Saved entries

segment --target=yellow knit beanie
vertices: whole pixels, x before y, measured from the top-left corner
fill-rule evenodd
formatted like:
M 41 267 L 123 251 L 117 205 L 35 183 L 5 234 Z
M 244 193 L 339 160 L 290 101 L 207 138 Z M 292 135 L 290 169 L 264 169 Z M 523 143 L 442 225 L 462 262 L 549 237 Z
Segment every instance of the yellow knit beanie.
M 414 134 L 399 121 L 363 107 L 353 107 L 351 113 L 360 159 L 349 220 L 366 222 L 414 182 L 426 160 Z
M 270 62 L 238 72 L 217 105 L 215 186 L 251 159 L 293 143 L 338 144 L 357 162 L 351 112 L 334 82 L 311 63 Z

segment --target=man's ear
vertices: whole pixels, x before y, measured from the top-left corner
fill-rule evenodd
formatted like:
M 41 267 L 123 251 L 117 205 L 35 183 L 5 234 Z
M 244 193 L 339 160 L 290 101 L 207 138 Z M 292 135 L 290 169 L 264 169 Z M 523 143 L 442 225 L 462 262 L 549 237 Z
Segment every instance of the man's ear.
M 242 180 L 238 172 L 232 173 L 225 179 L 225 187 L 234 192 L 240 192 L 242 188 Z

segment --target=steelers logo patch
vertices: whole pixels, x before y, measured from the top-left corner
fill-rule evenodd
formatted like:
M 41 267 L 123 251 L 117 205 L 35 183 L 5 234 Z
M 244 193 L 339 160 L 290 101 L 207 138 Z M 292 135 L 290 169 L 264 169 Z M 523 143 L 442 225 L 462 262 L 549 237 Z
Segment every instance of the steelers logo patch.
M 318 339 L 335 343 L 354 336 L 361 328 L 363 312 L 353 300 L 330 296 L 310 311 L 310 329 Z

* **PROBLEM DETAILS**
Could you repeat every record above exactly as it appears?

* **RESPONSE TO THIS TASK**
segment --target=yellow knit beanie
vertices: whole pixels, x before y, measured from the top-left corner
fill-rule evenodd
formatted like:
M 41 267 L 123 251 L 117 205 L 35 183 L 5 234 Z
M 244 193 L 339 160 L 290 101 L 207 138 Z M 292 135 L 290 169 L 264 169 Z M 523 143 L 442 225 L 462 262 L 549 237 Z
Segment every instance of the yellow knit beanie.
M 414 134 L 399 121 L 363 107 L 353 107 L 351 113 L 360 159 L 349 220 L 366 222 L 414 182 L 426 160 Z
M 270 62 L 238 72 L 217 105 L 215 186 L 251 159 L 293 143 L 338 144 L 357 162 L 351 112 L 334 82 L 311 63 Z

segment --target=man's ear
vertices: whole pixels, x before y, measured from the top-left corner
fill-rule evenodd
formatted like:
M 41 267 L 123 251 L 117 205 L 35 183 L 5 234 Z
M 244 193 L 339 160 L 290 101 L 207 138 Z M 292 135 L 290 169 L 264 169 Z M 523 143 L 442 225 L 462 262 L 549 237 Z
Segment every instance of the man's ear.
M 242 180 L 238 172 L 232 173 L 225 179 L 225 187 L 234 192 L 240 192 L 242 188 Z

segment --target=steelers logo patch
vertices: whole pixels, x before y, measured from the top-left corner
fill-rule evenodd
formatted like:
M 41 267 L 123 251 L 117 205 L 35 183 L 5 234 Z
M 244 193 L 339 160 L 290 101 L 207 138 Z M 292 135 L 290 169 L 264 169 Z M 523 143 L 442 225 L 462 262 L 549 237 Z
Segment every instance of the steelers logo patch.
M 318 339 L 335 343 L 354 336 L 361 328 L 363 312 L 353 300 L 330 296 L 310 311 L 310 329 Z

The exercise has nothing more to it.